> [Aim] Select each line in the records below that contains the string "flower" and copy it out. Case counts.

[Rows from an object-pointing dataset]
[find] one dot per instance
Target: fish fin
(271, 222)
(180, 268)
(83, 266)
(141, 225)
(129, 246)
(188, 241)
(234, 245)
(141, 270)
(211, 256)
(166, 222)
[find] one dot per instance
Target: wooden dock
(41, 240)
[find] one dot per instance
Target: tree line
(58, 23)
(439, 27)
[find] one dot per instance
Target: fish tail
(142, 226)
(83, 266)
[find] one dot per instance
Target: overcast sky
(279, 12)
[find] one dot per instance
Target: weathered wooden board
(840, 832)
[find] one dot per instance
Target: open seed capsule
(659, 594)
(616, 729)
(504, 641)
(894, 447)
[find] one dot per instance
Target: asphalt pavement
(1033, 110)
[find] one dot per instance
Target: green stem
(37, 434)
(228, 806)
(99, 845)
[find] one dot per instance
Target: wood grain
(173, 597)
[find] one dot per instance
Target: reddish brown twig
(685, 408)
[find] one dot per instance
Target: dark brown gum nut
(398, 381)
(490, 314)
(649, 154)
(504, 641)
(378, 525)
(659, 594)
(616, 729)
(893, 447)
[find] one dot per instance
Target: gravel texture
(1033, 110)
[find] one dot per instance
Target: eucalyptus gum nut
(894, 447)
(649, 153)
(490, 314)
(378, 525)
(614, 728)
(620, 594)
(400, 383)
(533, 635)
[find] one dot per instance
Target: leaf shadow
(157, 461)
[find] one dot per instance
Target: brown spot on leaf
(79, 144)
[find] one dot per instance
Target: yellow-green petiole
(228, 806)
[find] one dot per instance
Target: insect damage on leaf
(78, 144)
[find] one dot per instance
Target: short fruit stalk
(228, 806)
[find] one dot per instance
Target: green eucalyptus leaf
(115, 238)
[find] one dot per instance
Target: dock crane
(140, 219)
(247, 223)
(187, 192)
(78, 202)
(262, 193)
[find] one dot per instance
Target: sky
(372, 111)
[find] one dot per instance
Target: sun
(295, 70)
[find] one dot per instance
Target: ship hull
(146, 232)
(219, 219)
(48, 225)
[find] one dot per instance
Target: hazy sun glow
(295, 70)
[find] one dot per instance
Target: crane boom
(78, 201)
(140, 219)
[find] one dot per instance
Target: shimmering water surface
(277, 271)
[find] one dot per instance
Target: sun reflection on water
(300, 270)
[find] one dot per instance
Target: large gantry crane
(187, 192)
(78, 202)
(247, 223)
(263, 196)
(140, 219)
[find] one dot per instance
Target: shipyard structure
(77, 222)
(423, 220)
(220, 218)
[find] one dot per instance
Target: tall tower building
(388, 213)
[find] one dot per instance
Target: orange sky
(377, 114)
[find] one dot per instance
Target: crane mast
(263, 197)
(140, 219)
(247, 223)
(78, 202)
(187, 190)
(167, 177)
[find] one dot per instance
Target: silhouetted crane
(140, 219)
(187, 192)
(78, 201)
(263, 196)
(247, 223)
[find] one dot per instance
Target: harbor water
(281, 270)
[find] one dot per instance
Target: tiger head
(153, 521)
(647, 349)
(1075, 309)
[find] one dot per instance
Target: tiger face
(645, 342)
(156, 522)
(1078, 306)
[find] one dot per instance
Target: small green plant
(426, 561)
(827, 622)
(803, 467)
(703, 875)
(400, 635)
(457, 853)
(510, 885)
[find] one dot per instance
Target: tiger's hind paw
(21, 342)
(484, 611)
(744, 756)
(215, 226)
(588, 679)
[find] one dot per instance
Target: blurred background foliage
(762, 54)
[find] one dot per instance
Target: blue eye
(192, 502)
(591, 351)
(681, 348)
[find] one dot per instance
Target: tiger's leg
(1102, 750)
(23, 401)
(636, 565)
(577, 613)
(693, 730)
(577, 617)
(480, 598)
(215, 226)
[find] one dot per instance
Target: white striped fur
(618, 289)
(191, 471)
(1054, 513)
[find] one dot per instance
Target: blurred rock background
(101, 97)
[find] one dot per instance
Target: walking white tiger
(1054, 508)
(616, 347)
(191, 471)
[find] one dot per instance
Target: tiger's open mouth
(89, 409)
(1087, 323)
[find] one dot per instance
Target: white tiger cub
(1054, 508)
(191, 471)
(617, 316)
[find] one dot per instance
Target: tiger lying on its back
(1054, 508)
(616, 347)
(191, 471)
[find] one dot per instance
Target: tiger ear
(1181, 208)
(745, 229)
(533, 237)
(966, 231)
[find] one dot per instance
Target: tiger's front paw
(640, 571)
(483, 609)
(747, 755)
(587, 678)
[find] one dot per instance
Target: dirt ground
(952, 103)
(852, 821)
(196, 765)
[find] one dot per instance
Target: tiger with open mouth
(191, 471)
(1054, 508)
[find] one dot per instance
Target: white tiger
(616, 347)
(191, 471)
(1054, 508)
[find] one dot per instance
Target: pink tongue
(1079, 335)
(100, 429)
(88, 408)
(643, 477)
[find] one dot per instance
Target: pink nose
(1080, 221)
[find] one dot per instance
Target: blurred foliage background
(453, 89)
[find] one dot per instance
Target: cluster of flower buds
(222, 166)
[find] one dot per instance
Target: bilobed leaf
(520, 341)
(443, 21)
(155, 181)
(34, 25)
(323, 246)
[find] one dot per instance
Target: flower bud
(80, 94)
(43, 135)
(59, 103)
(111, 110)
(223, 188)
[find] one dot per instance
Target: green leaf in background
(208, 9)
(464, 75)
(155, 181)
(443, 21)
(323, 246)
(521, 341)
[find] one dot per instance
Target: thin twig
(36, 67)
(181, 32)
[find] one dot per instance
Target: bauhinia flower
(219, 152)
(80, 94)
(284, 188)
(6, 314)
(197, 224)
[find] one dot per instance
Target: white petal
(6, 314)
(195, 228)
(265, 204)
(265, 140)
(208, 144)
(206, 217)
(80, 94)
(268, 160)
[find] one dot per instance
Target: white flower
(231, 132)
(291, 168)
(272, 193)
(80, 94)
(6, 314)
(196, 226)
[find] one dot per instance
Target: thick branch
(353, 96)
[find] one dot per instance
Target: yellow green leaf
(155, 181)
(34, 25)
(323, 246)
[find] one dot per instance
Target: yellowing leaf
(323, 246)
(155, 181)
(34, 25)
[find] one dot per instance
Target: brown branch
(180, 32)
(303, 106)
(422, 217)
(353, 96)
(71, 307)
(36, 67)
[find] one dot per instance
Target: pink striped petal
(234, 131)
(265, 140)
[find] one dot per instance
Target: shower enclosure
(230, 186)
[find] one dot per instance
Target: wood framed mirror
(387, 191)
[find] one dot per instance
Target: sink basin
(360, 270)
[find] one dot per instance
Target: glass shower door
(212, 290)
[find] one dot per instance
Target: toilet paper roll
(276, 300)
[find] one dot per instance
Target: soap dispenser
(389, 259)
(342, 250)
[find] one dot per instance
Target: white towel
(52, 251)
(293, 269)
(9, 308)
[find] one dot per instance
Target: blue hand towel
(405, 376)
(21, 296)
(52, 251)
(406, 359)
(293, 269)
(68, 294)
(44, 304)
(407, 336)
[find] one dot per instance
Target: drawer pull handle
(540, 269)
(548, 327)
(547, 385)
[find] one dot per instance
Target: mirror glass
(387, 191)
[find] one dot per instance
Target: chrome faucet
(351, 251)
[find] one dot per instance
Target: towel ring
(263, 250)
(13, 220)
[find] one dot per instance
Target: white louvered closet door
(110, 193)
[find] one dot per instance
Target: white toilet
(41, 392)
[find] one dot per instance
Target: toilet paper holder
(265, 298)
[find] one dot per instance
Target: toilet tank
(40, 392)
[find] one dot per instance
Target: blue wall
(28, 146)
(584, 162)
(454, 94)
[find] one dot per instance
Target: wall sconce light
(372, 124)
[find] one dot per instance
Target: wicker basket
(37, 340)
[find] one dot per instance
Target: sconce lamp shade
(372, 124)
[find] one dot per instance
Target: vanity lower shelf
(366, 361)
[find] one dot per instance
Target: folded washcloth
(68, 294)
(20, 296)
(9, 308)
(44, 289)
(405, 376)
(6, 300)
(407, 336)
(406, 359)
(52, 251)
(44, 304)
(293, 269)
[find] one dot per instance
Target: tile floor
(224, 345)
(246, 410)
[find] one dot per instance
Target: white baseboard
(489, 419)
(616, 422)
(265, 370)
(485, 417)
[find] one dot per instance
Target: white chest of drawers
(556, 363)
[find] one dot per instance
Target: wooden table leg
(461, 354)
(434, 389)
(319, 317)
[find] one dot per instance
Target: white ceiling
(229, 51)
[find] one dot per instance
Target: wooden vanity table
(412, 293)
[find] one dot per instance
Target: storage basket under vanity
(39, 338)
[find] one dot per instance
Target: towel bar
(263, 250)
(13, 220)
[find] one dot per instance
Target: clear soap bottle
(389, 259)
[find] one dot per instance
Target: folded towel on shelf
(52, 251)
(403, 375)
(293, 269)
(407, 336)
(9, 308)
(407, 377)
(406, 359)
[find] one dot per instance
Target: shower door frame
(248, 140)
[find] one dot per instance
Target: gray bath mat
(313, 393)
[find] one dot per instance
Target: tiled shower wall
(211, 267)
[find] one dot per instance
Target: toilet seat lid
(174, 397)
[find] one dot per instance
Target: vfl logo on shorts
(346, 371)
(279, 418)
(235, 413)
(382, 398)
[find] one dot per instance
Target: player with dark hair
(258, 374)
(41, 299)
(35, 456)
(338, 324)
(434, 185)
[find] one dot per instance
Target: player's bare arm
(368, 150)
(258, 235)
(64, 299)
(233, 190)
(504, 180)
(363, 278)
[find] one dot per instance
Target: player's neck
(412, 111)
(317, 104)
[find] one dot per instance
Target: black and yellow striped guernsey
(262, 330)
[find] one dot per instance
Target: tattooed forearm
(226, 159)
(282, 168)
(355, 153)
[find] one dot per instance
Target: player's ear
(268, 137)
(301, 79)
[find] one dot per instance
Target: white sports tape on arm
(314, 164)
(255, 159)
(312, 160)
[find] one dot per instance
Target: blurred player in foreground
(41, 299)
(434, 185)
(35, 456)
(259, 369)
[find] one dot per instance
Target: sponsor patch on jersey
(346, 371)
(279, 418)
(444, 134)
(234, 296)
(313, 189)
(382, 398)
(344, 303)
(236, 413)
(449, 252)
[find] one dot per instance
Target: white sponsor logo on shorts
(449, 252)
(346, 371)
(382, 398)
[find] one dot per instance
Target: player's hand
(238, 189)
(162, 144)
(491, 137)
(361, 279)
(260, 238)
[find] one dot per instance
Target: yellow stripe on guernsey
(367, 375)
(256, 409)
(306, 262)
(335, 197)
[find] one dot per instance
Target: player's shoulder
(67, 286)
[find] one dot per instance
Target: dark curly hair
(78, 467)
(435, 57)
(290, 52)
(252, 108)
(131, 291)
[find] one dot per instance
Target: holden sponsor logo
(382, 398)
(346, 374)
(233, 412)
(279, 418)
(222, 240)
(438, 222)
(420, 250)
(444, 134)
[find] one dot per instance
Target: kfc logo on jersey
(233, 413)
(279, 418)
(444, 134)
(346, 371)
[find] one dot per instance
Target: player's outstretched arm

> [Full response]
Target: cluster of flower buds
Target: flower bud
Target: bauhinia flower
Target: white flower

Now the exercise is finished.